## Excerpted data
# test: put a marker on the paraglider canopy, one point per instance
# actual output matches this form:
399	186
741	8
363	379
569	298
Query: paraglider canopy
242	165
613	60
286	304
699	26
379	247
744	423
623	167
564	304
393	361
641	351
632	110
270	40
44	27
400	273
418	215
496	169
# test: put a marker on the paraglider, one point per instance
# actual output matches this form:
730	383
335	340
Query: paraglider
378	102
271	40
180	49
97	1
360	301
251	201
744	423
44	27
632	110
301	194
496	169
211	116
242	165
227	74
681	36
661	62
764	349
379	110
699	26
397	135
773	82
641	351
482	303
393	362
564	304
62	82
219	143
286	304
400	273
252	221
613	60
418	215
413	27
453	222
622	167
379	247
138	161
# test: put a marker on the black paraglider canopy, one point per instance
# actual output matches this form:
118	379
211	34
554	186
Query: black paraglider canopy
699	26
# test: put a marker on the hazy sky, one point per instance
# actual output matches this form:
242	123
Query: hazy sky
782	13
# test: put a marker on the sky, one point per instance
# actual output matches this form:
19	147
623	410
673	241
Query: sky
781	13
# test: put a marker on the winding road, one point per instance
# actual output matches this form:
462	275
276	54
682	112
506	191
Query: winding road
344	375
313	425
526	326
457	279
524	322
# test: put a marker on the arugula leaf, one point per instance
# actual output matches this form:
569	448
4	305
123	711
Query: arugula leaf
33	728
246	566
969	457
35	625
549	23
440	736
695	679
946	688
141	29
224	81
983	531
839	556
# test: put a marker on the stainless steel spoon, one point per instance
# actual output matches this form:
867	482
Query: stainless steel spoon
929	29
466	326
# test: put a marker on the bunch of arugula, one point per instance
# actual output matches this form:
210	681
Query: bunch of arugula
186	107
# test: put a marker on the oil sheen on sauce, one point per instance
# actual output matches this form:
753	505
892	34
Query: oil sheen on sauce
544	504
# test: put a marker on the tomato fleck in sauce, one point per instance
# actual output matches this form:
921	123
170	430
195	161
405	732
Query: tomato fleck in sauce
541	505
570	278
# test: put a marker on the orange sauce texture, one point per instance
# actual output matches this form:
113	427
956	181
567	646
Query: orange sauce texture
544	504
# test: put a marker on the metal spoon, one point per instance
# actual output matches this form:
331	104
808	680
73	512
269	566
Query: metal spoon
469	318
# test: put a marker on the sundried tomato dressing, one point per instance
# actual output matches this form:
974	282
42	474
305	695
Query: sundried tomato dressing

## Your goal
Output the records exactly, including every line.

## Task result
# test: put a marker on the paraglider canopy, one point per instance
# actual output matches this form:
399	186
741	8
363	379
569	298
Query: paraglider canopy
242	165
613	60
286	304
699	26
379	247
744	423
623	167
564	304
393	361
641	351
632	110
270	40
44	27
400	273
418	215
496	169
# test: put a marker on the paraglider, one point per instance
# actual output matches this form:
730	383
335	340
Query: paraglider
378	102
271	40
180	49
97	1
360	301
251	201
744	423
44	27
632	110
301	194
496	169
211	116
242	165
227	74
681	36
661	62
764	349
379	110
699	26
397	135
773	82
641	351
482	303
393	362
564	304
62	82
219	143
286	304
400	273
252	221
613	60
418	215
413	27
453	222
622	167
379	247
138	161
# test: put a marker on the black paraglider canopy, one point per instance
# actual output matches this form:
118	379
211	34
554	186
Query: black paraglider canopy
699	26
# test: put a marker on the hazy sky, one point per instance
# actual output matches this form:
242	123
Query: hazy sky
782	13
# test: put a marker on the sky, one point per instance
# actual output matches this form:
19	147
623	410
673	241
Query: sky
781	13
# test: put a marker on the winding road, one point per instance
# actual output matches this form:
462	275
276	54
682	112
506	191
Query: winding road
344	375
313	425
526	326
457	279
524	322
# test: put a marker on the arugula leaf, one point per instance
# actual output matches this form:
569	448
4	305
123	711
Query: arugula leaf
33	728
246	566
969	457
35	625
549	23
440	736
695	679
946	688
141	29
224	81
983	531
839	556
# test: put a marker on the stainless steel spoon, one point per instance
# actual output matches this form:
867	482
Query: stainless steel spoon
929	29
466	326
# test: put a marker on the bunch of arugula, one point per instance
# actual output matches this form:
210	681
Query: bunch of arugula
186	107
# test: put a marker on the oil sheen on sauce, one point per instance
# actual output matches this form:
753	505
892	34
Query: oil sheen on sauce
544	504
# test: put a marker on the tomato fleck in sauce, one point per instance
# actual output matches this form:
921	123
170	430
195	161
405	732
Query: tomato fleck in sauce
541	505
570	278
# test: put a marker on the orange sauce texture, one point per instance
# actual output matches this form:
113	427
956	181
567	646
Query: orange sauce texture
544	504
# test: put a marker on the metal spoon, one point per instance
# actual output matches this form:
331	104
808	680
73	512
269	566
Query: metal spoon
469	318
# test: put a marker on the sundried tomato dressing, one point per instance
# actual output matches this form:
974	282
42	474
305	695
Query: sundried tomato dressing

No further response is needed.